Problems to solve:
a) Reproduce the passage of the chapter operating procedures starting at "ARTICLE II - Office" and ending at "Directors of the Chapter.".
b) According to the chapter operating procedures, what is the minimum number of members on the Chapter's Board of Directors?
c) Carry on with the chapter operating procedures, beginning after the last sentence shown.

Text shown:
Procedures

Operating Procedures for Chapters

American Foundation for Suicide Prevention

 

ARTICLE I - Name

The name of the Chapter is the American Foundation for Suicide Prevention, NAME Chapter and the purposes and operations of the NAME Chapter ("Chapter") shall be consistent and in conformity with the by-laws of American Foundation for Suicide Prevention (“AFSP”).

 

ARTICLE II - Office and Place of Meetings

  • Section 1Location. The operations of the Chapter will principally be conducted in the area of _________ at an office selected by the chapter in consultation with AFSP.
  • Section 2Meeting Place. Meetings of the Chapter may be held at such place or at a location selected by the Chair of the Board of Directors of the Chapter.

 

ARTICLE III - Chapter Board of Directors 

  • Section 1. Powers. Subject to the overall control and supervision by AFSP, the Board of Directors (“Board”) shall have the control and management of the affairs, funds and property of the Chapter. The Chapter shall be governed by AFSP policies and the Operating Procedures.
  • Section 2Election. The Board of Directors shall be elected by the Board an annual meeting.
  • Section 3.  Number and Terms. There shall not be less than nine board members. Each member shall serve a three-year term of office. Each Board Member may serve consecutive three-year terms provided he or she is nominated and elected at the Chapter's annual meeting.
  • Section 4. Regular Meetings. In addition to an Annual Meeting, regular meetings of the Board of Directors shall be held not less than two times per year.

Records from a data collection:

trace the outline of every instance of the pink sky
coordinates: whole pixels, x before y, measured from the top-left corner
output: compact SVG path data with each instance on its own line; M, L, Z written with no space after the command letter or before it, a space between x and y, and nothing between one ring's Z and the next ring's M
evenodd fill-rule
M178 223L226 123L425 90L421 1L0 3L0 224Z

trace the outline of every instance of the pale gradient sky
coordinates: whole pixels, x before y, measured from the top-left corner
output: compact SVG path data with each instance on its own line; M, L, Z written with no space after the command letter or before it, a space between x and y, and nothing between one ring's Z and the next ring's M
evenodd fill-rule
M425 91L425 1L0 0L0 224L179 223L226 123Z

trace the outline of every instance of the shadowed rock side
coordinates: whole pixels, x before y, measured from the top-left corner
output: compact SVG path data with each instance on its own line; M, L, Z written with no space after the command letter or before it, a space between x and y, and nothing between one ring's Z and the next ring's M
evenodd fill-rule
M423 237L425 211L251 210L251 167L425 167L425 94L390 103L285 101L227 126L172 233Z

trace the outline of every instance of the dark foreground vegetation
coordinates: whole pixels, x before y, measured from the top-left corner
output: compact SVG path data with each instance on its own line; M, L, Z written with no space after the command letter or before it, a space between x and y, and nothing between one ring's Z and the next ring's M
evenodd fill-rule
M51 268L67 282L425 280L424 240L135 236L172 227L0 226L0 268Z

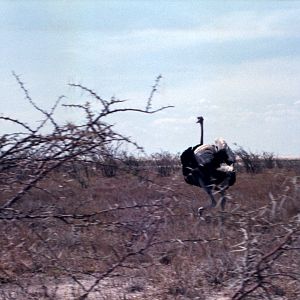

Expected responses:
a)
ARTICLE II - Office and Place of Meetings

  • Section 1Location. The operations of the Chapter will principally be conducted in the area of _________ at an office selected by the chapter in consultation with AFSP.
  • Section 2Meeting Place. Meetings of the Chapter may be held at such place or at a location selected by the Chair of the Board of Directors of the Chapter.

b) The Board must have no fewer than nine members.

c)
  • Section 5. Special Meetings. Special Meetings of the Board for any purpose or purposes may be called by the Chair or by a majority of the members of the Board of Directors on five business days written notice. Such special meetings must be called by the Chair or Secretary on receipt of the written request of either a majority of the directors, or by one officer of AFSP. Notice of a Special Meeting shall specify in writing the purpose or purposes of such Special Meeting and only such purposes may be taken up at such special meeting.
  • Section 6. Notice. Notice of Annual and Regular meetings shall be served personally or by mail, fax, or email, upon Board Members, not less than ten days before the meeting.
  • Section 7Quorum. One half of all directors shall constitute a quorum for the transaction of business, and the vote of a majority of directors present shall be the act of the Board. If a quorum shall not be present at any meeting of the directors, the directors present at the meeting may adjoin the meeting from time to time, without notice other than announcement at the meeting, until a quorum shall be present.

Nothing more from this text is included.